### Work order
Where a line below holds the string "dark", that line goes into the answer.

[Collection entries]
____

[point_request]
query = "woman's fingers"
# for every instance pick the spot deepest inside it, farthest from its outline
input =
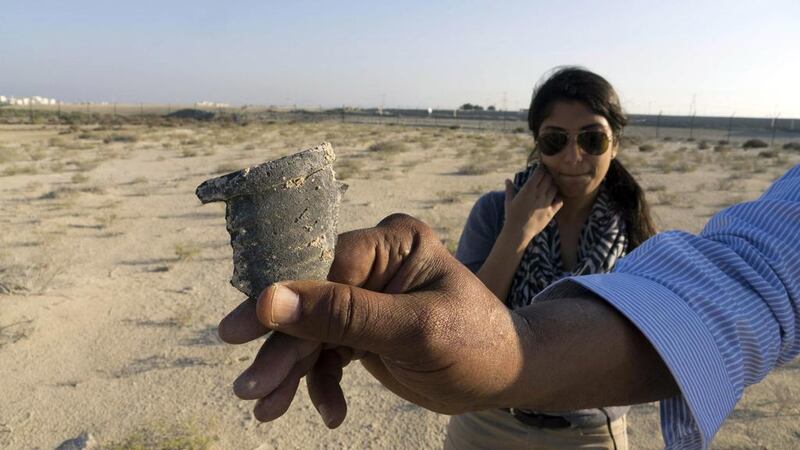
(324, 389)
(241, 325)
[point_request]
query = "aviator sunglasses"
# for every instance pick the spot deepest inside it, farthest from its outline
(593, 142)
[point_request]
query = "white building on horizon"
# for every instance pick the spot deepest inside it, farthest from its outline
(26, 101)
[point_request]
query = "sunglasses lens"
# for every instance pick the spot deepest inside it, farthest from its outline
(593, 142)
(552, 143)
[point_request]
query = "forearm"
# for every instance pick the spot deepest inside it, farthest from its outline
(498, 270)
(579, 352)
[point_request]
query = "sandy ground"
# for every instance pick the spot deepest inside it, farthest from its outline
(113, 277)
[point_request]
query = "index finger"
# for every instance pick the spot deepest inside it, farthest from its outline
(370, 258)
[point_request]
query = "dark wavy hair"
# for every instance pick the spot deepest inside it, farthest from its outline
(577, 84)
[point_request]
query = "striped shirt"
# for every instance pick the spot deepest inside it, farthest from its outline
(721, 308)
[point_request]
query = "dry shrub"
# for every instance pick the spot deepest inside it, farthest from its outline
(79, 178)
(120, 138)
(226, 168)
(347, 168)
(188, 153)
(8, 154)
(768, 154)
(30, 277)
(755, 143)
(189, 436)
(647, 148)
(474, 168)
(388, 147)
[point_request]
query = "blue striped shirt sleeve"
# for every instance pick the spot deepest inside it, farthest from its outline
(721, 308)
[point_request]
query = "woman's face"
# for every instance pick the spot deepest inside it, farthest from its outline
(576, 173)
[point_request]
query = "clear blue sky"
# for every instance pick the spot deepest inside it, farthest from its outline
(729, 56)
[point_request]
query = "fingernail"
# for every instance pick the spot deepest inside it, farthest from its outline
(325, 413)
(285, 305)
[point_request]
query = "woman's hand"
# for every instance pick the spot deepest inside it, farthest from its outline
(533, 207)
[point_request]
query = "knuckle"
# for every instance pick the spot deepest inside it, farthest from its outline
(345, 315)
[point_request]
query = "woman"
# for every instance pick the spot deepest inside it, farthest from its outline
(573, 211)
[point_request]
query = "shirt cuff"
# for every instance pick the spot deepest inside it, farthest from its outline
(682, 341)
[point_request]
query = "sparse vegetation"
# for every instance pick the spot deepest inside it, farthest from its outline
(755, 143)
(474, 168)
(768, 154)
(79, 178)
(647, 148)
(120, 138)
(791, 146)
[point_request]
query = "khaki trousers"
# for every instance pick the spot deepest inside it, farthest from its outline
(496, 429)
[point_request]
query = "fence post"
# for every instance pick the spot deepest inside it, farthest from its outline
(772, 137)
(730, 126)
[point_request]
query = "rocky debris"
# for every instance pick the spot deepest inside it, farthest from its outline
(83, 442)
(281, 216)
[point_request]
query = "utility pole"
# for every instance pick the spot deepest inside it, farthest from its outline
(503, 112)
(730, 126)
(774, 122)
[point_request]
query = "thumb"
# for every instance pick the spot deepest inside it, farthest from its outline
(341, 314)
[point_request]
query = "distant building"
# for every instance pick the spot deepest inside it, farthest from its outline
(25, 101)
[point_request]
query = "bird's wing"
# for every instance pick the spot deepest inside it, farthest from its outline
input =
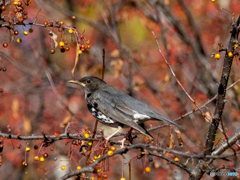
(106, 103)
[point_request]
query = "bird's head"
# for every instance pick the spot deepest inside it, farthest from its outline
(89, 83)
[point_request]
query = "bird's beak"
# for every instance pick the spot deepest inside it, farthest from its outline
(77, 82)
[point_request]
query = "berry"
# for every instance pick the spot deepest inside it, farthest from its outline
(62, 50)
(148, 169)
(113, 148)
(19, 40)
(25, 164)
(86, 135)
(15, 3)
(45, 155)
(217, 56)
(5, 44)
(52, 51)
(176, 159)
(67, 48)
(16, 32)
(20, 21)
(110, 153)
(61, 43)
(70, 31)
(41, 159)
(3, 8)
(230, 54)
(79, 52)
(105, 176)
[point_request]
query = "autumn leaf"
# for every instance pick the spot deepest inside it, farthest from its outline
(117, 64)
(76, 58)
(27, 127)
(66, 120)
(15, 108)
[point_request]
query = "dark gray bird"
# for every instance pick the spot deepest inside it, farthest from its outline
(115, 108)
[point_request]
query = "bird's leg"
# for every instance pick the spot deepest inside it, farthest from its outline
(115, 132)
(122, 141)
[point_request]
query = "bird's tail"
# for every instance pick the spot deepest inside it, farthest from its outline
(159, 117)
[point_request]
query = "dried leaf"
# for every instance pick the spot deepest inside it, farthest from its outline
(15, 108)
(66, 120)
(54, 38)
(117, 67)
(209, 117)
(180, 141)
(76, 58)
(27, 126)
(171, 141)
(12, 36)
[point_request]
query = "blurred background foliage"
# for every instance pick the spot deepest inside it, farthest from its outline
(123, 28)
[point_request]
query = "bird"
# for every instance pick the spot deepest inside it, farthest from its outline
(114, 108)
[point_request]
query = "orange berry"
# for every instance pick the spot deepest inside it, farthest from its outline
(217, 56)
(36, 158)
(61, 43)
(70, 31)
(230, 54)
(148, 169)
(110, 153)
(41, 159)
(176, 159)
(113, 148)
(86, 135)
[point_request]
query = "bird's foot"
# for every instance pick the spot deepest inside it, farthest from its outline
(122, 141)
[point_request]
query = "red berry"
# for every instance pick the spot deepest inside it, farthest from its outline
(67, 48)
(3, 8)
(5, 44)
(52, 51)
(16, 32)
(45, 155)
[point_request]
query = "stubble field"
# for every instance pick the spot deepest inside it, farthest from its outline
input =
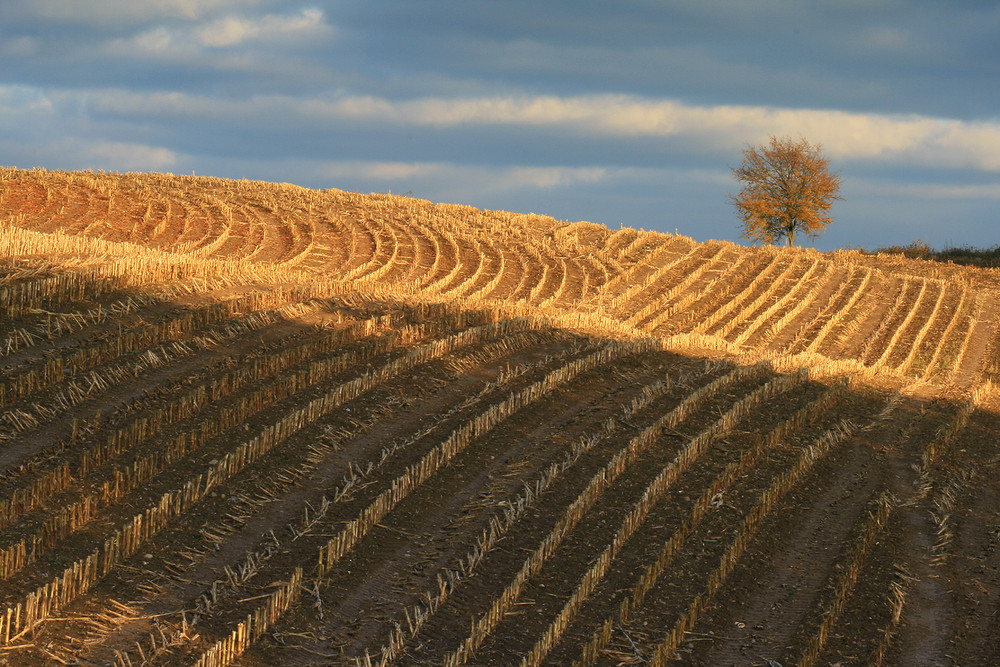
(253, 424)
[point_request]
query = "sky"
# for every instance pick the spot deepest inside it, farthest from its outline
(622, 113)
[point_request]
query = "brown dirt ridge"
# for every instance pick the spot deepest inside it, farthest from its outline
(247, 423)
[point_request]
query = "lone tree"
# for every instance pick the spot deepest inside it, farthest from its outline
(787, 188)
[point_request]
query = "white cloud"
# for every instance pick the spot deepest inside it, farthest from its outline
(119, 12)
(233, 30)
(845, 135)
(188, 43)
(479, 179)
(925, 190)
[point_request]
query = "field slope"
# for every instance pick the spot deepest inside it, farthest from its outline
(254, 424)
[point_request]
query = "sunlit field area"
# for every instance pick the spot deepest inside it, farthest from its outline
(254, 424)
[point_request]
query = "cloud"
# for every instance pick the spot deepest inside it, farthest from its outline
(124, 12)
(186, 43)
(234, 30)
(481, 179)
(845, 135)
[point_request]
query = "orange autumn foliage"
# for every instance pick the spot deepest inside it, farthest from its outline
(787, 188)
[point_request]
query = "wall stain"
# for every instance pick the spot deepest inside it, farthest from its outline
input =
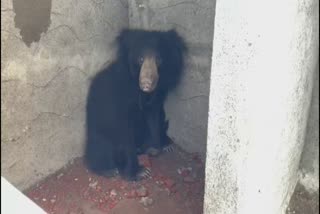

____

### Answer to the problem
query = "dark wavy hair"
query = "dark gray bird"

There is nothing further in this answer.